**Prompt**
Reproduce each of the rows below word for word, leaving nothing out and changing nothing.

— BEGIN —

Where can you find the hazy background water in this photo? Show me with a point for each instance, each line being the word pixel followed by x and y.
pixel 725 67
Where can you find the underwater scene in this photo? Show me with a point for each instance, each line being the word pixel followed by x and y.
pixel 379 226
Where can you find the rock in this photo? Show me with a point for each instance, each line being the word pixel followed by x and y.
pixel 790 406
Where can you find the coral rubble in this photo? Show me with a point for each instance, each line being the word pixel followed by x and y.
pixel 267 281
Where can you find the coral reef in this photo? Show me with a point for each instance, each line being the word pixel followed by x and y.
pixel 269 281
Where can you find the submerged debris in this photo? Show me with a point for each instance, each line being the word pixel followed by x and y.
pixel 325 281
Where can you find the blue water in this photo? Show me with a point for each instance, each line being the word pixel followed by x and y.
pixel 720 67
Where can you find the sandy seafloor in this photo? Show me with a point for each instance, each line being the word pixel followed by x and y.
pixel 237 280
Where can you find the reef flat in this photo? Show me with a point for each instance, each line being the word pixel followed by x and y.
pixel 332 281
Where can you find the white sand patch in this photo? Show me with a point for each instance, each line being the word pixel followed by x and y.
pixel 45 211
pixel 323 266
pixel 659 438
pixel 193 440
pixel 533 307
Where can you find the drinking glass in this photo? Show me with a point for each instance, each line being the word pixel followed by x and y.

— END —

**Response**
Where can you find the hazy background water in this photo? Show me with a point for each instance, each line being the word pixel followed by x and y.
pixel 725 67
Where can you find the underwater scene in this photo? Show me with a point for each instance, each line being the word pixel followed by x and y.
pixel 379 226
Where can you find the rock in this photo? Show me with a point for each instance, each line being the word pixel followed by x and y.
pixel 790 406
Where can you find the coral rubble in this photo? Show me with a point for each instance, each line being the word pixel followed by x and y.
pixel 267 281
Where can you find the coral reef in this photo? Show me with a point for each instance, each line being the word pixel followed by x and y.
pixel 269 281
Where can you find the submerged debris in this photo? Show me with a point for each instance, each line being the word pixel followed by x and y.
pixel 325 281
Where can you find the blue water in this photo? Show me with a point for each instance, each line being the word pixel followed by x and y.
pixel 720 67
Where can you find the sandy seafloor in this photo? Show me with a point for each instance, each line being the word pixel followed by x and y.
pixel 237 280
Where can you find the reef flat in this photo? Show me with a point for each instance, each line being the word pixel followed by x and y.
pixel 332 281
Where can you find the white sand patch in this photo? Show me with a point for each instance, each line being the word pixel followed by x and y.
pixel 45 211
pixel 323 266
pixel 659 438
pixel 193 440
pixel 533 307
Where can you find the drinking glass in this photo? Show me with a point for each instance, each line being the word pixel followed by x and y.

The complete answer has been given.